— START Given records —
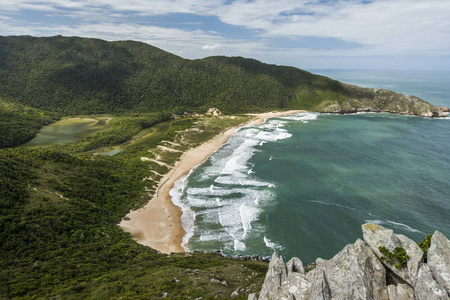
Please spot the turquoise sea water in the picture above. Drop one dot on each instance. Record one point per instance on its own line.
(304, 184)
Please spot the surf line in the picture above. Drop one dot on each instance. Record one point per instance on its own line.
(159, 223)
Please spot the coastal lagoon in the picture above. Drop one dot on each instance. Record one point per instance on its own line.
(65, 131)
(303, 185)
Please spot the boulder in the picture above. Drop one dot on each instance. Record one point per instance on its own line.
(320, 288)
(439, 260)
(376, 236)
(400, 292)
(354, 273)
(426, 288)
(295, 265)
(285, 281)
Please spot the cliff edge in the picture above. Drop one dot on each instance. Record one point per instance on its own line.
(383, 266)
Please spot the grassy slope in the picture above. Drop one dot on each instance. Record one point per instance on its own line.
(58, 232)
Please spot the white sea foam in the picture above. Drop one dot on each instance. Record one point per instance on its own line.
(228, 207)
(248, 215)
(188, 215)
(272, 245)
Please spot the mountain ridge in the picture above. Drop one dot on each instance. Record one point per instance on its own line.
(66, 76)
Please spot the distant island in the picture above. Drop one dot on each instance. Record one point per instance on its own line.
(45, 78)
(61, 203)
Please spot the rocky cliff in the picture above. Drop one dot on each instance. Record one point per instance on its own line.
(383, 266)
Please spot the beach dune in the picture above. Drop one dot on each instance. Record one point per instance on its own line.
(158, 224)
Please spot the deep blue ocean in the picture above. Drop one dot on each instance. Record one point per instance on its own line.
(303, 185)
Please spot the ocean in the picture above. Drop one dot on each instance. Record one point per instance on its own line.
(303, 184)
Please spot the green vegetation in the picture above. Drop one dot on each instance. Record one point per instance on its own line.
(20, 123)
(424, 245)
(59, 214)
(67, 76)
(398, 259)
(60, 205)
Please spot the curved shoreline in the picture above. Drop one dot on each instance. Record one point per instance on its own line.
(158, 224)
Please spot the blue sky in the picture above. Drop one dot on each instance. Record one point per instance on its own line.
(309, 34)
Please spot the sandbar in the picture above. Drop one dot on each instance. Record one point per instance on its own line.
(158, 224)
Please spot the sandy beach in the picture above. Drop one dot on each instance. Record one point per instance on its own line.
(158, 223)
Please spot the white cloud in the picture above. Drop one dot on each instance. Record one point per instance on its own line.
(211, 47)
(382, 28)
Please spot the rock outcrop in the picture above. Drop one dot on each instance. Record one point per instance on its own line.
(359, 271)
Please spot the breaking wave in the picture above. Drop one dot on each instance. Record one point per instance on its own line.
(227, 197)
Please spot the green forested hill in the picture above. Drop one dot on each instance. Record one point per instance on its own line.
(59, 206)
(72, 75)
(61, 76)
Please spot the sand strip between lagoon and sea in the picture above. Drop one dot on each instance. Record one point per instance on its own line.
(158, 224)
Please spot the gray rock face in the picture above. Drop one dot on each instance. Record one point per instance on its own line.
(354, 273)
(376, 236)
(400, 292)
(439, 260)
(426, 288)
(358, 273)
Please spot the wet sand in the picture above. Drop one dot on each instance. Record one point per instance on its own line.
(158, 223)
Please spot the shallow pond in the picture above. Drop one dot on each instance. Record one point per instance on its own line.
(65, 131)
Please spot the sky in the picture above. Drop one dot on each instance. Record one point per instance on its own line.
(309, 34)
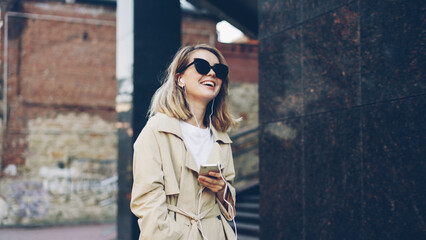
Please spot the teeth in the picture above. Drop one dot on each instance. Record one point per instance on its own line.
(211, 84)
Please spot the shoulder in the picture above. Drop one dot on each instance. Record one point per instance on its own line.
(158, 124)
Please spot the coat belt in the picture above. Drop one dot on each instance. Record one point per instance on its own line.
(194, 219)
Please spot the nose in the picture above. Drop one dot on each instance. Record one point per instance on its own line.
(211, 73)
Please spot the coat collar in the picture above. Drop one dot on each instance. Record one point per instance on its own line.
(172, 125)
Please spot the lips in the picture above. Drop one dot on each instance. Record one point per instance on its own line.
(209, 83)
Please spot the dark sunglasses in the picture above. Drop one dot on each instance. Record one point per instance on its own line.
(203, 67)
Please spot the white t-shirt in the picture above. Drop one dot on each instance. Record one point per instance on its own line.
(198, 141)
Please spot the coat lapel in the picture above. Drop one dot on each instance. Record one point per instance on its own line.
(171, 125)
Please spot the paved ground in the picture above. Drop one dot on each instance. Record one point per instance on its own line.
(78, 232)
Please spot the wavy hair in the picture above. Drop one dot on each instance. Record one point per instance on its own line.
(170, 97)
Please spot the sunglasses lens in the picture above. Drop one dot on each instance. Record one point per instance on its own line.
(202, 66)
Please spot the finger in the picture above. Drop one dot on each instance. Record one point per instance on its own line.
(215, 174)
(209, 182)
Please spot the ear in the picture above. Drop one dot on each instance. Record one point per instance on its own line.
(180, 82)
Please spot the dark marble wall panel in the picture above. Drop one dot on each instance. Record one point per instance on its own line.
(280, 88)
(331, 56)
(394, 138)
(277, 15)
(393, 43)
(333, 175)
(281, 209)
(313, 8)
(355, 168)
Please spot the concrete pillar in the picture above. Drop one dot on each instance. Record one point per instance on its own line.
(157, 37)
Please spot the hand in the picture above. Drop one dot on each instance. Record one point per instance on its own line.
(215, 183)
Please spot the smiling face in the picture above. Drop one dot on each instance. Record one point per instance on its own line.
(201, 88)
— END Given records —
* **Challenge**: Leave out the pictures and return every record word for word.

* **Solution for this problem**:
Please spot the turquoise sea water in the picture above. Drop one dot on each instance. Record one point per instance on its own line.
(304, 184)
Please spot the surf line in the picture above. Drop one dot on each instance. Record one point per instance on its own line.
(159, 223)
Please spot the coastal lagoon in the picture above. Drop one dot on each instance. Record one point per instance on its own line.
(65, 131)
(303, 185)
Please spot the boulder in the picture above. Drop one dot on each instance. Record one point per instance on its own line.
(320, 288)
(439, 260)
(376, 236)
(400, 292)
(354, 273)
(426, 288)
(295, 265)
(285, 281)
Please spot the cliff edge in the picture above. Drop one dot on each instance. Record one point per instance on its own line.
(383, 266)
Please spot the grassy slope in the picture above. Drop one dot on each instance. Record one point per instance on its own line.
(58, 232)
Please spot the white sea foam in the picture above. Drop one dot on each instance. Record one point per instance on its own line.
(228, 207)
(248, 215)
(188, 215)
(272, 245)
Please spot the mountain ridge in the picture above. Drop one dot on each instance. Record one point per instance on its own line.
(66, 76)
Please spot the distant island in the picture above. Drop one dot on each instance. Record one point per instance on its own line.
(45, 78)
(61, 203)
Please spot the rocky cliff in the picture above. Drop one dot on each instance. Record one point per instance on its own line.
(383, 266)
Please spot the beach dune in the picture above. Drop one dot on each instance. Record one point per instance on its own line.
(158, 224)
Please spot the deep blue ocean in the picture above. Drop one dot on each instance. Record one point per instance on its own line.
(303, 185)
Please spot the ocean in the picture above. Drop one dot on each instance. Record one point per instance on its own line.
(303, 184)
Please spot the green vegetation in the picture above. Drop one dot on each instance. Record one point per instance on its own line.
(20, 123)
(424, 245)
(59, 214)
(67, 76)
(398, 259)
(60, 205)
Please spot the curved shoreline in the picture above. Drop one dot on each instance. Record one point per instance on its own line.
(158, 224)
Please spot the blue sky in the picture above. Drop one dot on each instance. Record one point per instance on its own line.
(309, 34)
Please spot the sandbar in the picture above. Drop one dot on each instance. Record one point per instance on its own line.
(158, 224)
Please spot the sandy beach in the picture above. Drop one dot on each instance. Record one point per instance on its own line.
(158, 223)
Please spot the white cloud in the picture above. Drop one dot on each instance. Record one point per instance on its own line.
(211, 47)
(382, 28)
Please spot the rock outcrop in the picture above. Drop one dot on each instance. Record one point per instance on its own line.
(359, 271)
Please spot the breaking wave in the picture above. Drop one dot on each instance. Record one point per instance on its own line.
(227, 197)
Please spot the green forested hill in the picture above. Drop one dot on each instance. Record one point per instance on its own line.
(59, 206)
(72, 75)
(61, 76)
Please spot the sand strip between lagoon and sea in the picture above. Drop one dot on each instance. Record one point per instance on its own line.
(158, 224)
Please spot the gray rock face in the picture above. Drop one dot on each instance. Record one point per instance on its own line.
(354, 273)
(376, 236)
(400, 292)
(439, 260)
(426, 288)
(358, 273)
Please spot the wet sand in the picture above. Drop one dot on each instance. Record one point per instance on its own line.
(158, 223)
Please spot the shallow pond in the picture above. Drop one dot on each instance. Record one point per instance on its own line.
(65, 131)
Please spot the sky in the picture above. Drop one dot on each instance. Record one point per instance on its own line.
(309, 34)
Please spot the teeth in the picture above. Drop one dot on each instance. Record one point per instance on its own line.
(211, 84)
Please spot the shoulder in the picture above. Drop one dot on each instance. Record one point per instance on its own line.
(158, 124)
Please spot the coat belt in the picture above. Drop one dot on each instance. Record one point per instance on its own line.
(194, 219)
Please spot the nose in the picture above. Drop one dot on each instance. Record one point per instance on its own line.
(211, 73)
Please spot the coat collar in the picture above. Drop one dot on each instance. Record one point per instance on its own line.
(172, 125)
Please spot the lips in the picture above. Drop one dot on each instance. Record one point per instance on its own line.
(209, 83)
Please spot the dark sunglasses in the picture above. Drop one dot on each instance. Record one point per instance on its own line.
(203, 67)
Please spot the white t-shirt in the picture above. Drop one dot on each instance. Record one point per instance on its own line.
(198, 141)
Please spot the coat lapel in the picture above. Drop one dot on each instance. Record one point per instance on its own line.
(171, 125)
Please spot the paved ground in the picture above. Drop one dot on each instance. Record one point per instance on its own line.
(78, 232)
Please spot the wavy hair in the picture above. Drop one dot on each instance. Record one point per instance on its own line.
(170, 97)
Please spot the sunglasses lens in the picture above. Drop one dot on each instance. Record one point per instance on its own line.
(202, 66)
Please spot the finger in the picture above. Drop one dot on each instance. Record one point per instance on its own line.
(215, 174)
(209, 182)
Please spot the ear in the picture above. Drop one dot on each instance. Record one point per instance on its own line.
(180, 82)
Please spot the dark marble wall panel in the picture above. Drop one dot on each instance. Record one point per instance on its own line.
(280, 88)
(331, 56)
(394, 138)
(277, 15)
(393, 43)
(333, 175)
(281, 209)
(313, 8)
(355, 168)
Please spot the concrete pillar in the picture above. Drop one dot on each instance. Record one point per instance on its own line.
(157, 37)
Please spot the hand in the picture above. Drop one dot on each instance. Record one point per instance on its own line.
(215, 183)
Please spot the smiling face in the picture above. Drop one dot on each instance. Record one point per instance on its own line.
(201, 88)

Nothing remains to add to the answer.